Gather every line of the data below that contains the string "tank" and copy each such line in full. The match is case-sensitive.

[Some records]
[Start]

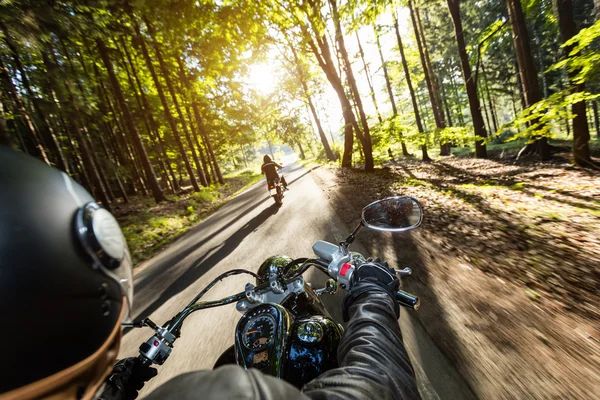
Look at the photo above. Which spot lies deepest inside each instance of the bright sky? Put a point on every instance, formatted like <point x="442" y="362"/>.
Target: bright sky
<point x="264" y="76"/>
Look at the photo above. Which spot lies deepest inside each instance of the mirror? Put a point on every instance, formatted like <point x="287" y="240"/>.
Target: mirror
<point x="394" y="214"/>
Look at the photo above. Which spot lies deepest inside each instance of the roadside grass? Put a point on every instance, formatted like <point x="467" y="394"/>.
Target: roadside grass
<point x="149" y="227"/>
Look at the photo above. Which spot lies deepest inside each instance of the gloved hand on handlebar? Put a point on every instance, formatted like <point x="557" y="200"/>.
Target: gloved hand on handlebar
<point x="372" y="275"/>
<point x="127" y="379"/>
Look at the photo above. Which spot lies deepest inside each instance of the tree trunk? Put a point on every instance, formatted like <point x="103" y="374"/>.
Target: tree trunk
<point x="326" y="64"/>
<point x="32" y="143"/>
<point x="47" y="136"/>
<point x="527" y="70"/>
<point x="581" y="133"/>
<point x="458" y="106"/>
<point x="470" y="84"/>
<point x="489" y="98"/>
<point x="4" y="136"/>
<point x="89" y="161"/>
<point x="365" y="136"/>
<point x="123" y="145"/>
<point x="171" y="89"/>
<point x="368" y="76"/>
<point x="410" y="89"/>
<point x="388" y="85"/>
<point x="150" y="123"/>
<point x="207" y="141"/>
<point x="302" y="79"/>
<point x="163" y="100"/>
<point x="445" y="101"/>
<point x="135" y="136"/>
<point x="596" y="119"/>
<point x="429" y="77"/>
<point x="485" y="110"/>
<point x="302" y="155"/>
<point x="184" y="90"/>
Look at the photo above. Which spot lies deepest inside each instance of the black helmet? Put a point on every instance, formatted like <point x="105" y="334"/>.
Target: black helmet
<point x="270" y="266"/>
<point x="65" y="281"/>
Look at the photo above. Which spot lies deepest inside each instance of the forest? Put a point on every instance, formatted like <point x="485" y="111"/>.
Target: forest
<point x="147" y="97"/>
<point x="484" y="110"/>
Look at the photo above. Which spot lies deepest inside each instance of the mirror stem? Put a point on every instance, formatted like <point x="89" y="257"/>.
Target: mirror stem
<point x="350" y="239"/>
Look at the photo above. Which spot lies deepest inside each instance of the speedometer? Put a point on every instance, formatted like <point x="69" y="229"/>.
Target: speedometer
<point x="258" y="332"/>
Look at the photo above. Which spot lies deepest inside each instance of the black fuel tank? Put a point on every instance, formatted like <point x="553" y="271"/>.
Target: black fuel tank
<point x="312" y="349"/>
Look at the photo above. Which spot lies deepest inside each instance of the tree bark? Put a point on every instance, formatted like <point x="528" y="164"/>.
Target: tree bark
<point x="368" y="76"/>
<point x="302" y="79"/>
<point x="148" y="118"/>
<point x="163" y="100"/>
<point x="47" y="136"/>
<point x="438" y="114"/>
<point x="302" y="155"/>
<point x="89" y="161"/>
<point x="489" y="98"/>
<point x="365" y="136"/>
<point x="4" y="136"/>
<point x="596" y="119"/>
<point x="135" y="136"/>
<point x="32" y="143"/>
<point x="208" y="143"/>
<point x="470" y="84"/>
<point x="581" y="133"/>
<point x="388" y="85"/>
<point x="527" y="69"/>
<point x="171" y="89"/>
<point x="458" y="106"/>
<point x="445" y="101"/>
<point x="410" y="89"/>
<point x="323" y="56"/>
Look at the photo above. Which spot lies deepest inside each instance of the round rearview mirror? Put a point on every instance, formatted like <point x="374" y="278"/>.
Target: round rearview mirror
<point x="394" y="214"/>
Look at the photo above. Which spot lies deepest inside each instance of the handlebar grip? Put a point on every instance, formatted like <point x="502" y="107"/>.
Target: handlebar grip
<point x="408" y="300"/>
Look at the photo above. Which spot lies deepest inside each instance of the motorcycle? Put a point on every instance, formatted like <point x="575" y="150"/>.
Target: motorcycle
<point x="276" y="191"/>
<point x="285" y="330"/>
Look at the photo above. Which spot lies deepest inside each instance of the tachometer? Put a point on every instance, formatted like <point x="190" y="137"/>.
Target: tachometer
<point x="258" y="332"/>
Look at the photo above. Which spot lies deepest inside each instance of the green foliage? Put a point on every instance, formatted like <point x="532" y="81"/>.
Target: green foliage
<point x="583" y="61"/>
<point x="584" y="57"/>
<point x="539" y="120"/>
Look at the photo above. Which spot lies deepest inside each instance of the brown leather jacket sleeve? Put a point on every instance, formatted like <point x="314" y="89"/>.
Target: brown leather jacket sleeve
<point x="373" y="365"/>
<point x="373" y="361"/>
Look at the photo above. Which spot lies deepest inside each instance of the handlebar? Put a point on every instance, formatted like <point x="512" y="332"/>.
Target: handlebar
<point x="408" y="300"/>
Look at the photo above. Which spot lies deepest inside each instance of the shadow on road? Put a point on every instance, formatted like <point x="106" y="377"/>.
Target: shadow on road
<point x="163" y="264"/>
<point x="206" y="262"/>
<point x="308" y="171"/>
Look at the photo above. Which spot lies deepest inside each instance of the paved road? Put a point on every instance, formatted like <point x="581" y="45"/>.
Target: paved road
<point x="241" y="234"/>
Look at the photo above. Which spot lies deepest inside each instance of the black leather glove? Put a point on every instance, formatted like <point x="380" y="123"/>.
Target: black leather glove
<point x="372" y="275"/>
<point x="127" y="379"/>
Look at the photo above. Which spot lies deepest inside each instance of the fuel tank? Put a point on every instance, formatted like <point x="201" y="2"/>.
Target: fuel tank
<point x="296" y="350"/>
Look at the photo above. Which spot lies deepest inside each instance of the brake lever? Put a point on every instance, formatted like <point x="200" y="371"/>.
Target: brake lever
<point x="403" y="272"/>
<point x="133" y="324"/>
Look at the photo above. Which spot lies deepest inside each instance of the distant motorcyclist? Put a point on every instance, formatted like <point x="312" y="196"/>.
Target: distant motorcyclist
<point x="66" y="284"/>
<point x="269" y="169"/>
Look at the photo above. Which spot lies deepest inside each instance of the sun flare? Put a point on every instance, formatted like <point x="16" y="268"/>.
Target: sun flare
<point x="263" y="78"/>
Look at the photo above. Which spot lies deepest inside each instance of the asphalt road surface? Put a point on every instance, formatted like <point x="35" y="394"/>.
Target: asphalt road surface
<point x="242" y="234"/>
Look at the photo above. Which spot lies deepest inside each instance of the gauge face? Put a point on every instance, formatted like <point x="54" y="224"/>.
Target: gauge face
<point x="258" y="332"/>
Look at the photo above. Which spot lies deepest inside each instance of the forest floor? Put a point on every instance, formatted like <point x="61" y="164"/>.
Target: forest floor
<point x="506" y="262"/>
<point x="149" y="227"/>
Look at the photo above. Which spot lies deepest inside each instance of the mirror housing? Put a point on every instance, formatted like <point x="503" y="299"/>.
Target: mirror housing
<point x="394" y="214"/>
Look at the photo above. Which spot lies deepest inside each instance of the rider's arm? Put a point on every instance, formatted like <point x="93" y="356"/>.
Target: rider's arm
<point x="373" y="361"/>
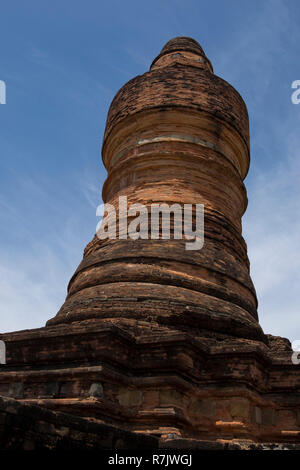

[End]

Solution for this task –
Look at the photo above. Which spot lies deepest inside each instance of the black fuel tank? Put a point on every instance, formatted like <point x="553" y="271"/>.
Target: black fuel tank
Look at the photo above. Which spot lies deepest inside each instance of the fuel tank? Put a point on every instance, formatted like <point x="201" y="2"/>.
Target: fuel tank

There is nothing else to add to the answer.